▸ **Extrait à lire**:
—————

Le développement de circuits courts : des producteurs locaux aux restaurants collectifs en Sud Charente

Depuis 2002, le syndicat mixte du pays Sud Charente encourage la mise en relation entre les producteurs locaux, les transformateurs et les restaurants collectifs. Les tests réalisés grandeur nature dans des cantines d'écoles primaires ont montré l'intérêt et la faisabilité de circuits courts, mais il reste encore à convaincre les artisans et les parents d'élèves. Cette action s'inscrit dans la politique de développement durable du territoire.

Au moment d'élaborer sa charte, des rencontres territoriales sur le développement durable donnent aux élus du pays Sud Charente l'idée de valoriser les produits du terroir. "Une forte population vit de l'agriculture, raconte Jean-Yves Ambaud, vice-président du pays. En discutant avec les autres élus, nous avons compris que nous pouvions soutenir l'économie locale et nous appuyer sur elle pour proposer d'autres manières de produire et de consommer." Les élus signent une convention avec l'AFIPaR (Association de formation et d'information des paysans et ruraux) pour animer un projet expérimental. L'objectif est double : faire entrer les légumes et la viande produits sur place dans des circuits courts qui réduisent le temps de transport et le nombre d'emballages (facteurs de pollution) et développer une connaissance des produits qui redonne du goût et du relief aux aliments consommés. Trois types de publics constituent le noyau dur de l'expérimentation : une trentaine de producteurs, cinq transformateurs (artisans bouchers et charcutiers et grossistes en légumes) et quinze responsables de restaurants collectifs (cantines scolaires principalement). Fin 2002, un budget de 38.000 euros* (avec des financements mobilisés dans le cadre des contrats avec le département et la région) permet l'embauche d'une "facilitatrice" : son rôle est de mettre le projet sur les rails et de coordonner les acteurs.

Un menu "local" consommé pendant une semaine par les élèves

En juin 2003, quatre cantines d'écoles primaires et une cuisine centrale (qui dessert un collège et une maison de retraite) élaborent leur menu durant une semaine avec les seuls produits du cru. Pour soulager le travail des économes, la mise en place de circuits courts repose sur la facilitatrice qui met les restaurateurs en relation avec les producteurs. "Le plus difficile a été de vaincre les a priori des uns et des autres, explique Jean-Yves Ambaud. Les producteurs comme les restaurateurs étaient persuadés que les produits coûteraient trop cher. Les responsables des cantines pensaient aussi qu'ils ne trouveraient pas tout ce qu'ils souhaitent sur place, comme les lentilles par exemple." Or si certains produits sont en effet plus coûteux que dans l'industrie, le coût de revient total des repas (pour environ 150 repas par jour) est le même. Et grâce à la diversité de la production locale, les restaurateurs ne rencontrent aucune contrainte d'approvisionnement.

—————

[Enregistrements de coordonnées annotés]
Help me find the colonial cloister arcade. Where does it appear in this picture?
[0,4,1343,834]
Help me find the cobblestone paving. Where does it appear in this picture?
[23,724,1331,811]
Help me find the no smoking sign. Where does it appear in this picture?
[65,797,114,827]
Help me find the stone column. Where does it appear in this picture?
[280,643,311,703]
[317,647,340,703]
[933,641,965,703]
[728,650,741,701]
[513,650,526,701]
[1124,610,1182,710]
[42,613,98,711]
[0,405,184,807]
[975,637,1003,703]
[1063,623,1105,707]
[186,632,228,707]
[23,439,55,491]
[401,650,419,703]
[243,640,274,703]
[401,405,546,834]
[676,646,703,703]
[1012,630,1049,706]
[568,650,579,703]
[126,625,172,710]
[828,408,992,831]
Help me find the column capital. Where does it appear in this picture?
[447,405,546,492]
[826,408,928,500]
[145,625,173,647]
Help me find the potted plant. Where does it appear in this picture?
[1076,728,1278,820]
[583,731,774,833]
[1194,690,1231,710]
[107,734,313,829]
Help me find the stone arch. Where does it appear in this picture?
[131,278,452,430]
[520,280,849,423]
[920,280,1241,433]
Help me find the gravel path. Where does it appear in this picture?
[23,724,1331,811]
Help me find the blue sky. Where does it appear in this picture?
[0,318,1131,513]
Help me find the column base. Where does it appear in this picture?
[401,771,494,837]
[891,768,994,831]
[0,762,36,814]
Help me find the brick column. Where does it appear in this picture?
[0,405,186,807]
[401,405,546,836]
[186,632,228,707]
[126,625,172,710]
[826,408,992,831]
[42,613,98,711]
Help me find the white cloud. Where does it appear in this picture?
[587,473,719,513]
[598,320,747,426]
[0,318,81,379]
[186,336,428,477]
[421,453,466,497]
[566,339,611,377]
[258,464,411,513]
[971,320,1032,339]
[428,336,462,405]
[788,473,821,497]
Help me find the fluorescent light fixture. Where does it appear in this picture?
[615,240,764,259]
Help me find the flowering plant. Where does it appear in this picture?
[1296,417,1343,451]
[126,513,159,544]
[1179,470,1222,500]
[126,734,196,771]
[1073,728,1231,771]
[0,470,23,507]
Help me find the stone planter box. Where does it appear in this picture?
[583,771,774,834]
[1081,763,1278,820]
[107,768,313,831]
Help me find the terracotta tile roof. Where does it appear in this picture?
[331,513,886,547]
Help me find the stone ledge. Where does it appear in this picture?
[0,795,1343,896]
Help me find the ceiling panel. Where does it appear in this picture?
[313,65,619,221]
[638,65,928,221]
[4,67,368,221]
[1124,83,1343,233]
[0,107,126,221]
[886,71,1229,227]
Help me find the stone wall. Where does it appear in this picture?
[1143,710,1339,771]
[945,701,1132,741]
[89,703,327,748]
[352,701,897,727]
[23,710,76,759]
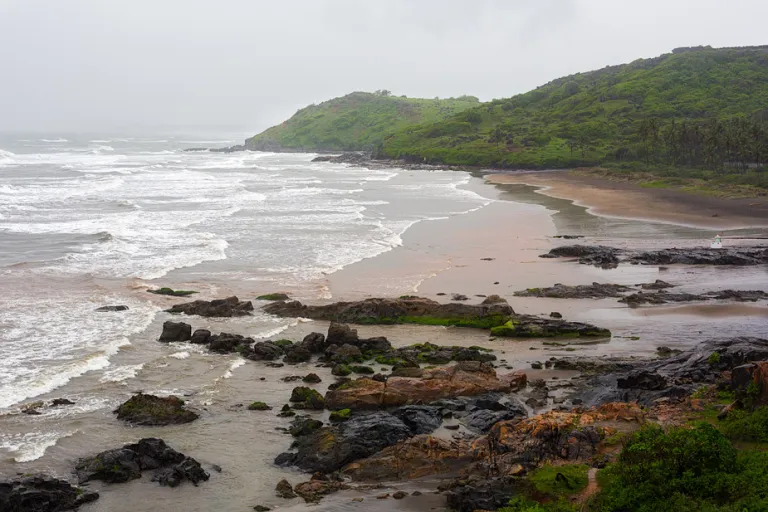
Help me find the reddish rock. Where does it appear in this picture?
[325,361,510,409]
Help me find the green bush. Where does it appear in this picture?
[590,423,768,512]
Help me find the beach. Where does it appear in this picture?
[487,171,768,230]
[0,141,768,512]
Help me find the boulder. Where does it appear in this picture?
[96,306,128,313]
[392,405,443,435]
[245,341,283,361]
[75,438,209,487]
[325,322,359,346]
[263,296,515,328]
[208,332,255,354]
[342,435,472,482]
[189,329,211,345]
[275,412,413,472]
[114,393,198,425]
[515,283,632,299]
[160,320,192,342]
[275,478,296,500]
[301,332,325,354]
[167,297,253,318]
[283,345,312,364]
[0,474,99,512]
[325,361,510,409]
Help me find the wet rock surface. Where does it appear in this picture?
[75,438,209,487]
[167,297,253,318]
[515,283,633,299]
[114,393,199,425]
[0,474,99,512]
[263,297,515,324]
[572,337,768,406]
[541,245,768,266]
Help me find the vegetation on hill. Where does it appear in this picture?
[377,46,768,186]
[245,90,480,151]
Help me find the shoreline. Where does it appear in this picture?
[485,170,768,230]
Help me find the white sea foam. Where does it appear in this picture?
[99,363,144,382]
[0,430,77,462]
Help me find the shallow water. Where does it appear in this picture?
[0,136,768,512]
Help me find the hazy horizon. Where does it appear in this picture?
[0,0,768,135]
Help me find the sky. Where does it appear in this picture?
[0,0,768,135]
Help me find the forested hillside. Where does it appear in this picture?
[245,91,480,151]
[378,46,768,184]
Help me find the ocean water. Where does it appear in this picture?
[0,134,490,446]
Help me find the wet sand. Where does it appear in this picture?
[487,171,768,229]
[0,175,768,512]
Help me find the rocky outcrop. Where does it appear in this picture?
[75,438,209,487]
[325,361,510,409]
[160,320,192,342]
[515,283,632,299]
[619,290,768,306]
[540,245,768,267]
[572,337,768,406]
[114,393,198,425]
[491,315,611,338]
[0,474,99,512]
[167,297,253,317]
[342,434,472,482]
[627,247,768,265]
[539,245,621,268]
[275,412,413,472]
[263,297,515,328]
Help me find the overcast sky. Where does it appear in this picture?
[0,0,768,137]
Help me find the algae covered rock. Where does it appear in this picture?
[75,438,209,487]
[289,386,325,410]
[114,393,199,425]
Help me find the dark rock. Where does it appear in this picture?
[288,416,323,437]
[283,346,312,364]
[275,478,296,500]
[275,412,413,473]
[539,245,621,268]
[245,341,283,366]
[289,386,325,410]
[325,322,359,346]
[447,477,517,512]
[616,370,668,391]
[301,332,325,354]
[51,398,75,407]
[160,320,192,342]
[515,283,632,299]
[637,279,675,290]
[75,438,209,487]
[115,393,198,425]
[189,329,211,345]
[167,297,254,318]
[208,332,255,359]
[0,474,99,512]
[263,297,515,328]
[96,306,128,313]
[392,405,443,435]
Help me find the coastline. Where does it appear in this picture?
[486,170,768,230]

—————

▸ **Énoncé du problème 1**:
Répondez à ces questions d'après le texte sur les circuits courts en Sud Charente :
(a) Depuis quelle année le syndicat mixte du pays Sud Charente encourage-t-il la mise en relation entre producteurs locaux, transformateurs et restaurants collectifs ?
(b) Avec quelle association les élus signent-ils une convention pour animer le projet expérimental ?
(c) En juin 2003, combien de cantines d'écoles primaires élaborent leur menu pendant une semaine avec les seuls produits du cru ?
▸ **Énoncé du problème 2**:
Rédigez la suite du texte sur les circuits courts en Sud Charente, en partant de sa dernière phrase.

▸ **Réponse finale 1**:
(a) Depuis 2002.
(b) Avec l'AFIPaR (Association de formation et d'information des paysans et ruraux).
(c) Quatre cantines d'écoles primaires, auxquelles s'ajoute une cuisine centrale.

▸ **Réponse finale 2**:
Par la suite, le pays édite un catalogue de produits pour les responsables de restaurants collectifs (élus ou professionnels). Il publie également un bulletin mensuel qui présente l'expérimentation, fournit les adresses des producteurs et des transformateurs, donne le prix des denrées et propose un menu "local" du mois.
Parallèlement, tout un travail se fait pour défendre la qualité. "On s'appuie sur les labels existants, dit le vice-président, mais nous voulons aussi que les produits viennent d'exploitations à taille humaine, car cela reste un gage de qualité." Pour faire connaître aux élèves des petites classes l'origine de ce qu'ils ont mangé et sortir le produit de son anonymat, le pays organise des journées portes ouvertes avec les producteurs et les transformateurs. Les élus sont d'ailleurs secondés par une équipe pédagogique très impliquée - les instituteurs des dix écoles primaires (100 à 150 élèves par école) du dispositif - qui prolonge ces visites par des leçons sur les aliments et la nutrition. D'autres portes ouvertes ont lieu dans les cantines pour montrer comment on y cuisine les produits locaux.

Le montage d'une plate-forme de distribution des produits locaux

Avec un chiffre d'affaires de 40.000 euros, sur 2,3 millions d'euros potentiels (pour 1,3 million de repas par an dans les restaurants collectifs du pays), les élus considèrent toutefois que cette action reste "anecdotique" et qu'il faut à présent accroître la quantité de produits agricoles disponibles et faire entrer dans le circuit les collèges et les lycées. Le but de ce projet est qu'il trouve son autonomie. L'idée est donc d'organiser une plate-forme de distribution et de sensibilisation aux produits locaux. La partie purement économique du montage de cette filière est prise en charge par les chambres consulaires, avec le soutien du conseil général (incitation auprès des collèges) et du conseil régional (dans le cadre de sa politique de soutien à la restauration hors domicile). Les chambres prennent à leur charge le poste de la facilitatrice avec la même mission de coordination.
Le pays, quant à lui, continue en 2006 de jouer son rôle d'information, de sensibilisation et de coordination de la démarche. Il souhaite poursuivre son action pédagogique auprès des collèges et des lycées, des établissements difficiles à toucher du fait de leur organisation en groupement d'achat (l'approvisionnement des restaurants est réalisé sur contrats annuels avec les fournisseurs). Pour éveiller ces élèves plus âgés à une nourriture locale et de meilleure qualité, des fiches-produits sont élaborées, elles seront distribuées avec les plateaux-repas de leur self. L'AFIPaR travaille toujours aux côtés du pays comme assistant à maître d'ouvrage, notamment pour co-animer le comité de pilotage.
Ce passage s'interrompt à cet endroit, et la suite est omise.